BEGIN RECORDED INFORMATION
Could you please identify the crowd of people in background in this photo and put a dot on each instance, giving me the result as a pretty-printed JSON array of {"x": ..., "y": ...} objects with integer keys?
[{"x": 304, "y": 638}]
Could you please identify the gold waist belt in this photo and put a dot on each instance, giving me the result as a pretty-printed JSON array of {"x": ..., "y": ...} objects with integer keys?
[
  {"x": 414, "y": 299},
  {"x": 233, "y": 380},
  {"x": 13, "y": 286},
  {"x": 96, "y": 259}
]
END RECORDED INFORMATION
**ACTIVITY**: Copy exactly, and only, the lines from the one containing "Could you please identify the gold" through the last line of the listing.

**RESPONSE FOR THIS EXERCISE**:
Could you please identify the gold waist belt in this photo and put a dot on each instance, giving me the result as a pretty-printed JSON array of {"x": ..., "y": ...} objects with integer keys?
[
  {"x": 414, "y": 299},
  {"x": 233, "y": 380},
  {"x": 13, "y": 286},
  {"x": 96, "y": 259}
]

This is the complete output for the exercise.